Direction:
How many lines in the rows contain the word "background"? Give only the number.

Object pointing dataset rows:
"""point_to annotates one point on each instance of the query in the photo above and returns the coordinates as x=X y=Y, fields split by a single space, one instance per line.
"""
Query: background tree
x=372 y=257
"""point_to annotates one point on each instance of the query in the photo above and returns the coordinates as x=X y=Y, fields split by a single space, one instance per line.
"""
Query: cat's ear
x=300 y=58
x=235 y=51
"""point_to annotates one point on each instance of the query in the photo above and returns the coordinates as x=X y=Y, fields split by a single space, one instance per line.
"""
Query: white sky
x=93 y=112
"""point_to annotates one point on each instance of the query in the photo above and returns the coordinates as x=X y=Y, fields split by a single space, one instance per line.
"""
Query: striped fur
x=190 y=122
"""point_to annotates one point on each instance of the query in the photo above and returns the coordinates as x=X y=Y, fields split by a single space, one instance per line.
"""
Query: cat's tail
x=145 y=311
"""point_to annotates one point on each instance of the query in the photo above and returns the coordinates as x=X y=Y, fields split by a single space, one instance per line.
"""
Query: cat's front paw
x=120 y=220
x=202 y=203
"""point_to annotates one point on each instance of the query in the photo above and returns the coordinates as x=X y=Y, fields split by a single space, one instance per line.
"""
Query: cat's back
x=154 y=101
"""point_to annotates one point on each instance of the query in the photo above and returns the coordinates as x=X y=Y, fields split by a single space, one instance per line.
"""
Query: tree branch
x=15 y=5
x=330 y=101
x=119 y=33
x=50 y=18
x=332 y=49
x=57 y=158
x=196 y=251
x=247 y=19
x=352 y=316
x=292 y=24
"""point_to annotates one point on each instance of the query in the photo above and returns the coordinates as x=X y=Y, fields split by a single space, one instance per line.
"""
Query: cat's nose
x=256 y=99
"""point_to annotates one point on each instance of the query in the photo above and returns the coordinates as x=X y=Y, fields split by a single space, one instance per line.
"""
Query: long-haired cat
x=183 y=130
==
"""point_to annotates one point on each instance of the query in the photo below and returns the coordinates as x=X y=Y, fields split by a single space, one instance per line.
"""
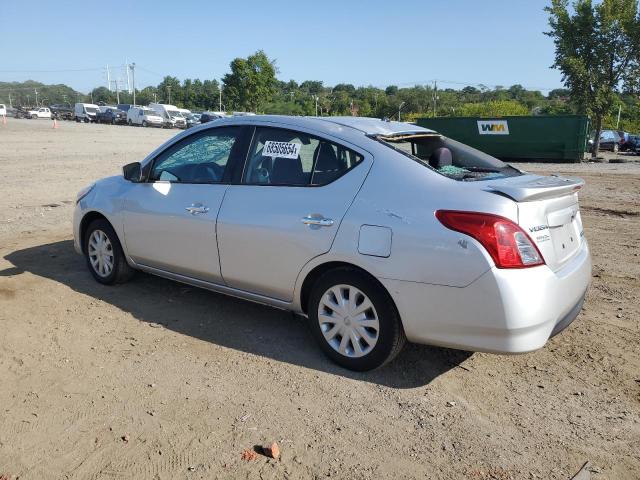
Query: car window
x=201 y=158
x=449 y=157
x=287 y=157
* * *
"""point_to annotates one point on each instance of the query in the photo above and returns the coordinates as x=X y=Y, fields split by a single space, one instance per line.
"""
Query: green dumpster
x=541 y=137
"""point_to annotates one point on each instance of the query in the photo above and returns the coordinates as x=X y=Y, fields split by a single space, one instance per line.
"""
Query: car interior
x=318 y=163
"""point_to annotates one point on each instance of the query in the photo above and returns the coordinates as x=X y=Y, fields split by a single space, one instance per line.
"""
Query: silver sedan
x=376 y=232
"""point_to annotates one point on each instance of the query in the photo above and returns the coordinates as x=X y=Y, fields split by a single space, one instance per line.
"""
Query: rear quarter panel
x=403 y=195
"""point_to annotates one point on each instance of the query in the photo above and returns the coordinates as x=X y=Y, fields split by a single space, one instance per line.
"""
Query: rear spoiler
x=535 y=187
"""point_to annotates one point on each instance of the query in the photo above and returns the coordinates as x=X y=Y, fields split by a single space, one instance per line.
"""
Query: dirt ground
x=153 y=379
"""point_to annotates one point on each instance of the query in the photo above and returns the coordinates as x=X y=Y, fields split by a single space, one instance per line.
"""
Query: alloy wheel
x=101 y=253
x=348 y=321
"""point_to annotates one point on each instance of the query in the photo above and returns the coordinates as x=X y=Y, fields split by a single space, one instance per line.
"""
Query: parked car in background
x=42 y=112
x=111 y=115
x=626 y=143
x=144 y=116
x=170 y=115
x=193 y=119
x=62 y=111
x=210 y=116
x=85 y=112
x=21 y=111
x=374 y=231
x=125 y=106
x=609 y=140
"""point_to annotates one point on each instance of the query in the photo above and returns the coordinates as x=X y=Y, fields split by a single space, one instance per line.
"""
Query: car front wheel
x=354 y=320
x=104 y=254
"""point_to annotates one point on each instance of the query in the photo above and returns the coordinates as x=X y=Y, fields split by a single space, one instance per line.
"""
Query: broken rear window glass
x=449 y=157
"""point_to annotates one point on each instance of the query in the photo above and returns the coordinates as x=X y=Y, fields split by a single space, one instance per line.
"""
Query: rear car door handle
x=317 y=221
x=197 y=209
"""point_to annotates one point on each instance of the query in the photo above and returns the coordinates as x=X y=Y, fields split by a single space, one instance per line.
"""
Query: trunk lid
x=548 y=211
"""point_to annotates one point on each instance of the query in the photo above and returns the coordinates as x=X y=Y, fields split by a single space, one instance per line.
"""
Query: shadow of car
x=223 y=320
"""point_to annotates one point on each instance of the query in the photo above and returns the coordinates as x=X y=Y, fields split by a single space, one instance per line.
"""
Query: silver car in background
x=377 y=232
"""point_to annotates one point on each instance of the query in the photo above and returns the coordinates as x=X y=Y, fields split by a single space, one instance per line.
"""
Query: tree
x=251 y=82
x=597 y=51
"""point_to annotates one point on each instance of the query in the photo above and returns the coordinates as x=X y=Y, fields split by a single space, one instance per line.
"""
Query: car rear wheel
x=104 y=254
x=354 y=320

Exercise answer:
3